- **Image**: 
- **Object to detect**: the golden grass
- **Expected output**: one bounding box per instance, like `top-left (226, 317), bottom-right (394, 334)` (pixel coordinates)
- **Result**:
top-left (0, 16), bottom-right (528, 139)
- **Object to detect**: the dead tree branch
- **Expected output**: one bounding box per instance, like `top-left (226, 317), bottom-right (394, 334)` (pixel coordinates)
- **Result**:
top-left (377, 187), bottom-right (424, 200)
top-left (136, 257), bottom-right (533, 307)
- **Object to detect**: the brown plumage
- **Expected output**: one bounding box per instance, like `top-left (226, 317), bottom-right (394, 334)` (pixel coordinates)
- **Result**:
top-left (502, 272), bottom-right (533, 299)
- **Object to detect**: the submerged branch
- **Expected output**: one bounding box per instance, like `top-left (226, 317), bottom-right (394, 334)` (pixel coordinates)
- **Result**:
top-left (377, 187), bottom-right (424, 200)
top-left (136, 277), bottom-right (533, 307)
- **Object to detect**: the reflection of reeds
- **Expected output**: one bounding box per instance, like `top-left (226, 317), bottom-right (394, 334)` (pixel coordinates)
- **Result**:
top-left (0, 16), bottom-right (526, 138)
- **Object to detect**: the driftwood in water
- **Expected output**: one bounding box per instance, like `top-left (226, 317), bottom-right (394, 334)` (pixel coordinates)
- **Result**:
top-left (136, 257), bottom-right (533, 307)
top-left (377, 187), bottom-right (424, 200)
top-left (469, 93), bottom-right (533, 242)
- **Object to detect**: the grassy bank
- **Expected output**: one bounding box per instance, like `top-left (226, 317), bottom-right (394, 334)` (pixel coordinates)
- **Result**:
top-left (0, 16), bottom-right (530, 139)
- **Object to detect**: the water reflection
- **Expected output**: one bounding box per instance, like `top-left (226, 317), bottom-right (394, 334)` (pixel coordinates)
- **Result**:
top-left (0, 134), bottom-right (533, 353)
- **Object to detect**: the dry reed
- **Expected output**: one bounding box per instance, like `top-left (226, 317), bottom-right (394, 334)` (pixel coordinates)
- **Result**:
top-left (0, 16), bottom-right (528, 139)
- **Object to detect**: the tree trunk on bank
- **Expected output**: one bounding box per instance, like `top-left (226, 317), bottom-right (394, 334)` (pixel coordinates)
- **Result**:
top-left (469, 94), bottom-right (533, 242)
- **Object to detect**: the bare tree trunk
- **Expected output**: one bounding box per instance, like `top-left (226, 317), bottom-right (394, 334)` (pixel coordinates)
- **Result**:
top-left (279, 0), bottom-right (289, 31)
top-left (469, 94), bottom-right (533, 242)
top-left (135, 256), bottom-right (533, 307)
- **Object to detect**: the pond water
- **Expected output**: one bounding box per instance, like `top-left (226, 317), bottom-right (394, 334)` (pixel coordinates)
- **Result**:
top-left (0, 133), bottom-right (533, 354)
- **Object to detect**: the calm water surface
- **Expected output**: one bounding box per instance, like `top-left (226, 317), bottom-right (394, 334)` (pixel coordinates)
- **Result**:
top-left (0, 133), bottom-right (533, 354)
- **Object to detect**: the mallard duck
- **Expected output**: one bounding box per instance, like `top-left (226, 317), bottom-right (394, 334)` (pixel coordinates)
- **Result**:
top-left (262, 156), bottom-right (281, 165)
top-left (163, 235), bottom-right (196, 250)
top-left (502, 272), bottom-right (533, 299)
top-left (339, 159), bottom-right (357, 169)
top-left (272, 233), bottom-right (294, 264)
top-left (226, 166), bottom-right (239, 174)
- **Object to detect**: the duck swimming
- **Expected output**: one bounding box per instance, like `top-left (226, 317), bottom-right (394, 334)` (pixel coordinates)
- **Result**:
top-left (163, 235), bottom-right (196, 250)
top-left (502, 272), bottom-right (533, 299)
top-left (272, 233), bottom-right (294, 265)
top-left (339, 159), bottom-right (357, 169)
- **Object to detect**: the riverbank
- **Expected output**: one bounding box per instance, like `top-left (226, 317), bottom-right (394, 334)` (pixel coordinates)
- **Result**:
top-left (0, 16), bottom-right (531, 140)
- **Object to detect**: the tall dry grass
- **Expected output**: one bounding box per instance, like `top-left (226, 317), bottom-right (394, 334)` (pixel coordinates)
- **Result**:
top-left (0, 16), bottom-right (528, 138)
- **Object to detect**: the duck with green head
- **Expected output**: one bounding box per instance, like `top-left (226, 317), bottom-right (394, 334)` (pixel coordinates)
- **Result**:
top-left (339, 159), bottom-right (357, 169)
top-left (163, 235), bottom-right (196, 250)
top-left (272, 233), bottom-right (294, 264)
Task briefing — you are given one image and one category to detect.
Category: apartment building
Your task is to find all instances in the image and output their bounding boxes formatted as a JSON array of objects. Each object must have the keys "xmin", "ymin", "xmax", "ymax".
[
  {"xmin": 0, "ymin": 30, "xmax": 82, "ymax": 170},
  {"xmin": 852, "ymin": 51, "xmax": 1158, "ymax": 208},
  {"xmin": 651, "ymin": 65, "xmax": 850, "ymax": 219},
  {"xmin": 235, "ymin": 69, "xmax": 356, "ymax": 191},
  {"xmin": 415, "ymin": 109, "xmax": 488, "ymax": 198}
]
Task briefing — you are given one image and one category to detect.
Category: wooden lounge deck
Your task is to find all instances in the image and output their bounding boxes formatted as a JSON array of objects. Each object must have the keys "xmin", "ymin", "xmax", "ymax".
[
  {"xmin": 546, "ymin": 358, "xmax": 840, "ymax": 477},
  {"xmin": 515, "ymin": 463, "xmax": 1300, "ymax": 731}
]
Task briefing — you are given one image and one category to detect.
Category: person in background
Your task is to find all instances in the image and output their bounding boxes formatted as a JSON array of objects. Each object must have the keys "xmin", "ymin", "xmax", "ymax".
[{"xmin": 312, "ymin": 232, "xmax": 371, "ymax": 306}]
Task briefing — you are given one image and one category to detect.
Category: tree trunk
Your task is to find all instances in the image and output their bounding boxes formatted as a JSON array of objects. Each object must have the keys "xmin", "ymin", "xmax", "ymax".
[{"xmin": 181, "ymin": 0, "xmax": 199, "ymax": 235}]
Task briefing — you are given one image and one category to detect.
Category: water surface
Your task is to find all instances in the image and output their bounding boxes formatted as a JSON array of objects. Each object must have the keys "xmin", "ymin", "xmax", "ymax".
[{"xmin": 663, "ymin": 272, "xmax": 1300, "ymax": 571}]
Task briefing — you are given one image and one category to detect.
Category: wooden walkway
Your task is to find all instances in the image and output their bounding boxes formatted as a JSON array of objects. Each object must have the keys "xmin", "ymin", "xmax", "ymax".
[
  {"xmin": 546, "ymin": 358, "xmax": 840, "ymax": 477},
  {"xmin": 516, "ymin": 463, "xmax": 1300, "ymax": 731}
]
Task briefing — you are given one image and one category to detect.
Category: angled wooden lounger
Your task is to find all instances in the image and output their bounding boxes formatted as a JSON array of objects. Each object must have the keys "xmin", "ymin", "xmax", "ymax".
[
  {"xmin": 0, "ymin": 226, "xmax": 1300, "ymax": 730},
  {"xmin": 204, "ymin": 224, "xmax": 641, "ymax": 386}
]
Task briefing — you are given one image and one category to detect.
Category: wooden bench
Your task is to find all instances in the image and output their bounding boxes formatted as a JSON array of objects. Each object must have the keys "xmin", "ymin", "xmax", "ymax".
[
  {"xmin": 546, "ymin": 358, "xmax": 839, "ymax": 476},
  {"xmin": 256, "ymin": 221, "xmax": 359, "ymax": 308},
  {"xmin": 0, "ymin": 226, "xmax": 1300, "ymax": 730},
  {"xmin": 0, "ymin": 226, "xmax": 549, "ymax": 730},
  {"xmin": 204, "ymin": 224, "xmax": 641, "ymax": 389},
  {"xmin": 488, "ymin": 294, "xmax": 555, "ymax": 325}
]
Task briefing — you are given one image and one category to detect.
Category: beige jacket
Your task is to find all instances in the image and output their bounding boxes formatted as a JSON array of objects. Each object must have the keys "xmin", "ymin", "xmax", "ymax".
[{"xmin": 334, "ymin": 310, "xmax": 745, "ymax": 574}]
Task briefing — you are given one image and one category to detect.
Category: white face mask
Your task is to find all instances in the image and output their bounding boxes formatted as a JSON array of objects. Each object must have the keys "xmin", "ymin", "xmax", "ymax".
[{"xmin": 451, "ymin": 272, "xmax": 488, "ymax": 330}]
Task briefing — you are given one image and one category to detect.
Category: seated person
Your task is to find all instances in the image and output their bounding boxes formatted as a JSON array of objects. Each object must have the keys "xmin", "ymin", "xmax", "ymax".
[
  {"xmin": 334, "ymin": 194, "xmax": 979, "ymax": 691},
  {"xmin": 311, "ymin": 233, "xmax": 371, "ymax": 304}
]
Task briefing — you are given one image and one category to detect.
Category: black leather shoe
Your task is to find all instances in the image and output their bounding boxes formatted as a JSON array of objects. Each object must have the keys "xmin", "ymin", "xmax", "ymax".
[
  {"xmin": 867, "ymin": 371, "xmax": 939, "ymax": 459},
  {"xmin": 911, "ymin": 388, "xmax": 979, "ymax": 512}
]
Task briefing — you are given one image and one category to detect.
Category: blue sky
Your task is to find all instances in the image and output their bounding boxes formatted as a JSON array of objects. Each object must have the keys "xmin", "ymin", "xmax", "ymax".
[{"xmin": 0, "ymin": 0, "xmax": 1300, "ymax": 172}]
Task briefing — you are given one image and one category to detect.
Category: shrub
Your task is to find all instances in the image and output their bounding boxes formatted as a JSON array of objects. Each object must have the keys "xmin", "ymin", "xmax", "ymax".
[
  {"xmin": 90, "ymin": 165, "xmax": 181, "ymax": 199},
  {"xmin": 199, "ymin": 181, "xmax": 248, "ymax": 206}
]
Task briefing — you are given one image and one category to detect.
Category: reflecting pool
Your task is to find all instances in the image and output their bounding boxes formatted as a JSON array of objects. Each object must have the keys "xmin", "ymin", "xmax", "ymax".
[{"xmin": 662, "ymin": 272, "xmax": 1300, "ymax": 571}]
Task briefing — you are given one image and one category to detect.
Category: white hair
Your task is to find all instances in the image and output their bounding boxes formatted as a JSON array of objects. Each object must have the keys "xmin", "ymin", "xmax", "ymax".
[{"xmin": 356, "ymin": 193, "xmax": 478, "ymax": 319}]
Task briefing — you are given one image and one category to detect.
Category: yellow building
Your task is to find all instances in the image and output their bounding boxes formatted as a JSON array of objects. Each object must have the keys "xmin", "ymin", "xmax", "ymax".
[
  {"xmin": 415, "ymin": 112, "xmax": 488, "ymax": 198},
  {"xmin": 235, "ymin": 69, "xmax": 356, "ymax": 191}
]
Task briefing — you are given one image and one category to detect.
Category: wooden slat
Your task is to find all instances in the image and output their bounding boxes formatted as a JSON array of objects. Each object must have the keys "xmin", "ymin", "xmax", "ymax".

◆ ◆ ◆ ◆ ◆

YOUR GOAL =>
Switch "Object to detect" to "Target object" in the entries from the start through the line containing "top-left (0, 16), bottom-right (526, 138)", and reproduce only those lines with all other text unchanged.

CORRECT RESULT =>
- **Image**: 
- **Target object**: the golden grass
- **Expected output**: one bounding box per instance, like `top-left (226, 317), bottom-right (394, 334)` (pixel coordinates)
- **Result**:
top-left (0, 16), bottom-right (528, 139)
- **Target object**: the dead tree branch
- **Expected output**: one bounding box per instance, like `top-left (226, 317), bottom-right (394, 334)` (pixel coordinates)
- **Result**:
top-left (377, 187), bottom-right (424, 200)
top-left (136, 257), bottom-right (533, 307)
- **Target object**: the brown plumage
- **Expected output**: one bounding box per instance, like `top-left (226, 317), bottom-right (394, 334)` (pixel coordinates)
- **Result**:
top-left (502, 272), bottom-right (533, 299)
- **Target object**: the submerged branch
- **Expected output**: one bounding box per instance, like `top-left (226, 317), bottom-right (394, 334)` (pixel coordinates)
- **Result**:
top-left (377, 187), bottom-right (424, 200)
top-left (136, 277), bottom-right (533, 307)
- **Target object**: the reflection of reeds
- **Expected output**: one bounding box per instance, like `top-left (226, 317), bottom-right (394, 334)` (pixel coordinates)
- **Result**:
top-left (0, 16), bottom-right (526, 138)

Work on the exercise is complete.